• **What to do**:
**1.** Transcribe the part of the Scheduler BPF email that starts at "From: Roman Gushchin" and ends at "Message-ID: <YWR9339EvxX6Ld1U@carbon.dhcp.thefacebook.com> (raw)".
**2.** List every email address in the Cc field of the Scheduler BPF email.

• **Supplied passage**:
----------
Re: [PATCH rfc 0/6] Scheduler BPF

From: Roman Gushchin <guro@fb.com>
To: Qais Yousef <qais.yousef@arm.com>
Cc: Peter Zijlstra <peterz@infradead.org>,
	Ingo Molnar <mingo@redhat.com>,
	Mel Gorman <mgorman@techsingularity.net>, <bpf@vger.kernel.org>,
	<linux-kernel@vger.kernel.org>
Subject: Re: [PATCH rfc 0/6] Scheduler BPF
Date: Mon, 11 Oct 2021 11:09:35 -0700	[thread overview]
Message-ID: <YWR9339EvxX6Ld1U@carbon.dhcp.thefacebook.com> (raw)
In-Reply-To: <20211011163852.s4pq45rs2j3qhdwl@e107158-lin.cambridge.arm.com>

On Mon, Oct 11, 2021 at 05:38:52PM +0100, Qais Yousef wrote:
> Hi Roman
> 
> On 10/06/21 11:50, Roman Gushchin wrote:
> > On Wed, Oct 06, 2021 at 05:39:49PM +0100, Qais Yousef wrote:
> > > Hi Roman
> > > 
> > > On 09/16/21 09:24, Roman Gushchin wrote:
> > > > There is a long history of distro people, system administrators, and
> > > > application owners tuning the CFS settings in /proc/sys, which are now
> > > > in debugfs. Looking at what these settings actually did, it ended up
> > > > boiling down to changing the likelihood of task preemption, or
> > > > disabling it by setting the wakeup_granularity_ns to more than half of
> > > > the latency_ns. The other settings didn't really do much for
> > > > performance.
----------
• **Dataset records**:
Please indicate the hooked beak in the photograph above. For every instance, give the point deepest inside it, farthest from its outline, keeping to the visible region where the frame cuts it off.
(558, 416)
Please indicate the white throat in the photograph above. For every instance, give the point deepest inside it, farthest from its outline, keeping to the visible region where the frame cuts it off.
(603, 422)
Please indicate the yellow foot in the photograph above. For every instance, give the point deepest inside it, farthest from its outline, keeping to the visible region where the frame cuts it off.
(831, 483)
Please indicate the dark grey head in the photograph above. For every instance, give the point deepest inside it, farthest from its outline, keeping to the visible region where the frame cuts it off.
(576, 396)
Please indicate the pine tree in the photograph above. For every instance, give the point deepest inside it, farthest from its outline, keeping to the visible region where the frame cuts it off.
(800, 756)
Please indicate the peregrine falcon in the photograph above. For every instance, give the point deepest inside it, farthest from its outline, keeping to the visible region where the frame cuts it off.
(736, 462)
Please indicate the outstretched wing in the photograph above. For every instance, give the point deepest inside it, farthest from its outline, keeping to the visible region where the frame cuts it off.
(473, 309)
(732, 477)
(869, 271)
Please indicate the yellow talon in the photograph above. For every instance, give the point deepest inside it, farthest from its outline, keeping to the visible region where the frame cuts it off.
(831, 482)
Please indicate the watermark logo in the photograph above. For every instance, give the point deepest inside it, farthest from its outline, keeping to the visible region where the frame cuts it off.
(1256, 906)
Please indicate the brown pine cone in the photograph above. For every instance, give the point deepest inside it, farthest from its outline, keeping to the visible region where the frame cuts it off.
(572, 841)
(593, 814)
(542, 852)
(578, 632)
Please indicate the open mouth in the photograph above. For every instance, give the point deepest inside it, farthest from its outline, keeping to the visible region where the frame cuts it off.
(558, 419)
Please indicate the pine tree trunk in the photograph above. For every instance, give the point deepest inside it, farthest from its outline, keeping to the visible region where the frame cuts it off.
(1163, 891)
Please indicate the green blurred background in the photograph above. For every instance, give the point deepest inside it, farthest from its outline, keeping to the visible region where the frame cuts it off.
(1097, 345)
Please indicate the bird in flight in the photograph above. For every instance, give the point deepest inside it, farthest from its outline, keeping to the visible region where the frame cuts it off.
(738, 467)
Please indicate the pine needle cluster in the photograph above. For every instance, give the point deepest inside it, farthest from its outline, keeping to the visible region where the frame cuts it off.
----------
• **Outputs**:
**1.**
From: Roman Gushchin <guro@fb.com>
To: Qais Yousef <qais.yousef@arm.com>
Cc: Peter Zijlstra <peterz@infradead.org>,
	Ingo Molnar <mingo@redhat.com>,
	Mel Gorman <mgorman@techsingularity.net>, <bpf@vger.kernel.org>,
	<linux-kernel@vger.kernel.org>
Subject: Re: [PATCH rfc 0/6] Scheduler BPF
Date: Mon, 11 Oct 2021 11:09:35 -0700	[thread overview]
Message-ID: <YWR9339EvxX6Ld1U@carbon.dhcp.thefacebook.com> (raw)

**2.**
peterz@infradead.org
mingo@redhat.com
mgorman@techsingularity.net
bpf@vger.kernel.org
linux-kernel@vger.kernel.org